▶ **Items**:
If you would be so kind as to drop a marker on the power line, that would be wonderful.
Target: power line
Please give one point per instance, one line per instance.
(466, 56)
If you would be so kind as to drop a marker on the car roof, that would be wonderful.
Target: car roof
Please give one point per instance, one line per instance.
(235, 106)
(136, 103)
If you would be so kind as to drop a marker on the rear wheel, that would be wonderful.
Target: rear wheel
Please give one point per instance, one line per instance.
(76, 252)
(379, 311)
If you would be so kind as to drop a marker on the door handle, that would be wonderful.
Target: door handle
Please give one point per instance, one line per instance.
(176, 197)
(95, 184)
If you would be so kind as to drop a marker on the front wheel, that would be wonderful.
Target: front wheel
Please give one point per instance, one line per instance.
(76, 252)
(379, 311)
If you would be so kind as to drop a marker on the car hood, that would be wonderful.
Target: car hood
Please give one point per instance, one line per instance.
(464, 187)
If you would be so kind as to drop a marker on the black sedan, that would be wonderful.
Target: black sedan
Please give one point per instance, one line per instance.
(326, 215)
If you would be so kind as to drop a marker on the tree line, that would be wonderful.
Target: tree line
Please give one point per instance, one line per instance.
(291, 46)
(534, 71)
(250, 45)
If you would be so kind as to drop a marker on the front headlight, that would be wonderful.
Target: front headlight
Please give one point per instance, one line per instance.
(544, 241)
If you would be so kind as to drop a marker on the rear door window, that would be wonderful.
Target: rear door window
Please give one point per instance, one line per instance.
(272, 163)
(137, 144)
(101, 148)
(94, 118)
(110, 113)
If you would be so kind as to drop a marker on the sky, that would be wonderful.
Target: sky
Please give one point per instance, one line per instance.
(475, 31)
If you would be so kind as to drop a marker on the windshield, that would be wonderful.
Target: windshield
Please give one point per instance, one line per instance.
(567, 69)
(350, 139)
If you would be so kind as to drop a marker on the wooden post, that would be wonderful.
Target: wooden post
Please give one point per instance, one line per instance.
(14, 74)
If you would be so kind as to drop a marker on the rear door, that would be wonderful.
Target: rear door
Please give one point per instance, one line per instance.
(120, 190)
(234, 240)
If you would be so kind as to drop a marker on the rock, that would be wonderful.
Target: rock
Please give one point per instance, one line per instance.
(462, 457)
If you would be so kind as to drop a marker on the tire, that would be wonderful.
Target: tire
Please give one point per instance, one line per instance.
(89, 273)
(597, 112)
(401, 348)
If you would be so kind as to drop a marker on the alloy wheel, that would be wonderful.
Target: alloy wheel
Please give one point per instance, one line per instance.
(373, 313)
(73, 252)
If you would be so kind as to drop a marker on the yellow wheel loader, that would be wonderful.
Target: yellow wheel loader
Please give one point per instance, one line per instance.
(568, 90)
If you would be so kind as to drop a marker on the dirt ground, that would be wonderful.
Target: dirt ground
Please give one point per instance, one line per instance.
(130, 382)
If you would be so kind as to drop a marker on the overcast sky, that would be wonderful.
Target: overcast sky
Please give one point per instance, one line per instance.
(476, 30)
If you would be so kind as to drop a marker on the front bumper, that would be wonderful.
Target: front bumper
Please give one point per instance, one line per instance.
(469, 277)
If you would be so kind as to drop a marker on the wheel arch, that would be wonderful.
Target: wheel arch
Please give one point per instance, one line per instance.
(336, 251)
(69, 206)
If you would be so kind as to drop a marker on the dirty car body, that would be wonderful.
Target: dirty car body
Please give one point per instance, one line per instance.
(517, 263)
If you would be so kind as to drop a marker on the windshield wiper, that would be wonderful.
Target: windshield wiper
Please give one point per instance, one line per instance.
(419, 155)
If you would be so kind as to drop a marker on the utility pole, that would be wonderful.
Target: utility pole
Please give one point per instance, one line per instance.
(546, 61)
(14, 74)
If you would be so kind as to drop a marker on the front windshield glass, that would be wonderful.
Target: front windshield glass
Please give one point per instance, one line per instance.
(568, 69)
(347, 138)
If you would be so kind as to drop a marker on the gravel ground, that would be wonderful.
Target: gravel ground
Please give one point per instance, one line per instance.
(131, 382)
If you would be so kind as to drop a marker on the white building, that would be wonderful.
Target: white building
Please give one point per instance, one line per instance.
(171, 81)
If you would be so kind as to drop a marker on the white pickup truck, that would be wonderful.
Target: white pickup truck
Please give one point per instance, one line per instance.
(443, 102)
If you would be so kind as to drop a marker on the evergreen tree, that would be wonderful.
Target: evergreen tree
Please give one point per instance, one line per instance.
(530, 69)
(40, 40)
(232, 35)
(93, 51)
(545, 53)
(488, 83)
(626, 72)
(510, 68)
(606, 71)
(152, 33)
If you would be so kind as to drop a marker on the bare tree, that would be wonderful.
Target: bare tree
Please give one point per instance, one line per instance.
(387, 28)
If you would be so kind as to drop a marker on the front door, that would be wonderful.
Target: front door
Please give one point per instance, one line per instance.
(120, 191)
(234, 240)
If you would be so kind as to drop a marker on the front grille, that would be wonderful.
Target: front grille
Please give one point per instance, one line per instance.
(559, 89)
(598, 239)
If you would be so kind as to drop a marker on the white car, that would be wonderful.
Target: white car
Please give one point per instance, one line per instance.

▶ **What this task involves**:
Could you repeat all of the rows above word for word, without changing anything?

▶ **Correct response**:
If you would be so kind as to drop a marker on the power line, that would be wonderful.
Target: power line
Please give one point per instance, one line per instance.
(466, 56)
If you would be so kind as to drop a marker on the car roof, that would be wonderful.
Target: car roof
Please give one point per instance, one line per instance.
(235, 106)
(136, 103)
If you would be so kind as to drop a marker on the rear wheel, that would be wonderful.
Target: rear wheel
Please give one point per instance, one line per instance.
(76, 252)
(379, 311)
If you would be so kind as to drop a marker on the door handle, that would be wonderful.
Target: door handle
Please give one point per instance, one line per instance.
(176, 197)
(95, 184)
If you would be so kind as to drop a marker on the front wheel, that would be wonderful.
Target: front wheel
Please give one point per instance, one line per instance.
(76, 252)
(379, 311)
If you would be so kind as to drop a marker on the car hood, that would be wonderful.
Target: car hood
Please give one point per instance, one line per instance.
(464, 187)
If you would be so kind as to drop a marker on the black sedan, that would be wonderful.
Target: black sedan
Please give one point per instance, one line per instance.
(326, 215)
If you would be so kind as to drop a marker on the tree line, that would be wonderful.
Target: tree line
Please give one point per instance, one line per instance.
(291, 46)
(534, 71)
(250, 45)
If you would be so kind as to drop a marker on the front headlight, that would be wonderful.
Target: front headlight
Please give one point per instance, one line per instance.
(544, 241)
If you would be so kind as to drop a marker on the rear door window, that would be wonderful.
Target: rear door window
Please give one point per instance, one line per instance.
(272, 163)
(137, 144)
(101, 148)
(94, 118)
(110, 113)
If you would be so kind as to drop a marker on the sky, that would be wonderful.
Target: sky
Please give one point per instance, one line per instance.
(475, 31)
If you would be so kind as to drop a marker on the windshield, that would be wonderful.
Target: windshield
Please give one point per instance, one line per instance.
(567, 69)
(350, 139)
If you would be so kind as to drop a marker on the wooden post, that would be wonderful.
Target: wooden post
Please give one point per instance, one line per instance.
(14, 74)
If you would be so kind as to drop a marker on the rear door, that would be wonderful.
Target: rear door
Please give one point per instance, one line per instance.
(120, 190)
(234, 240)
If you would be so kind as to drop a marker on the rock, that would be wonderful.
Target: rock
Please give one point per instance, one line per instance.
(462, 457)
If you would be so kind as to drop a marker on the tire, that would be wonderful.
Target: tire
Please give one point per instance, one line per instance.
(89, 273)
(597, 112)
(401, 348)
If you would be so kind as to drop a marker on the alloy wheel, that would be wonderful.
Target: alloy wheel
Please give one point per instance, one line per instance.
(373, 313)
(73, 252)
If you would be so kind as to drop a marker on the yellow wheel loader, that would be wonderful.
Target: yellow wheel loader
Please give one point per instance, one line per instance.
(568, 90)
If you would be so kind as to drop a marker on the dirt ground, that would be wonderful.
Target: dirt ground
Please give one point per instance, one line per instance.
(130, 382)
If you would be so kind as to drop a marker on the overcast sky, that would be wonderful.
Target: overcast sky
Please give one point per instance, one line per instance.
(476, 30)
If you would be so kind as to drop a marker on the front bumper, that would be wonderful.
Target: front bumper
Please give one point per instance, one line per instance.
(469, 277)
If you would be so kind as to drop a marker on the wheel arch, that would be wonderful.
Target: wheel arch
Please give one point per instance, one line per instance.
(336, 251)
(69, 206)
If you would be so kind as to drop a marker on the dirty car body, that would be wonderful.
Target: dirty car body
Please give one point per instance, one line per instance.
(517, 263)
If you would be so kind as to drop a marker on the windshield wiper, that would be wonderful.
Target: windshield wiper
Please give one point per instance, one line per instance.
(419, 155)
If you would be so kind as to drop a marker on the utility pole, that would be wonderful.
Target: utility pole
Please give one point per instance, one line per instance.
(546, 61)
(14, 74)
If you would be so kind as to drop a marker on the front windshield glass, that would be wonderful.
Target: front windshield glass
Please give one point per instance, one line per instance.
(568, 69)
(347, 138)
If you would be so kind as to drop a marker on the gravel ground, that would be wonderful.
Target: gravel ground
Please give one point per instance, one line per instance.
(131, 382)
If you would be so kind as to drop a marker on the white building, that would be wonderful.
Target: white building
Please give one point per instance, one line per instance.
(171, 81)
If you would be so kind as to drop a marker on the white pickup truck, that would be wonderful.
Target: white pickup truck
Please give one point per instance, one line per instance.
(443, 102)
If you would be so kind as to drop a marker on the evergreen tree, that would be wonderful.
Target: evergreen tree
Please give one point per instance, one line per instance.
(530, 69)
(40, 40)
(232, 35)
(93, 51)
(545, 53)
(488, 83)
(626, 72)
(510, 68)
(606, 71)
(152, 33)
If you would be so kind as to drop a marker on the bare tree, that would be wonderful.
Target: bare tree
Please give one point per instance, one line per instance.
(387, 28)
If you would be so kind as to drop a marker on the front door, that would be wonderful.
Target: front door
Please give one point per instance, one line per instance.
(120, 191)
(234, 240)
If you would be so kind as to drop a marker on the front grille, that would be wonderful.
Target: front grille
Please give one point per instance, one line per instance.
(559, 89)
(598, 239)
If you would be so kind as to drop a marker on the white car, that would be wonderful.
Target: white car
Please give one point per instance, one line per instance.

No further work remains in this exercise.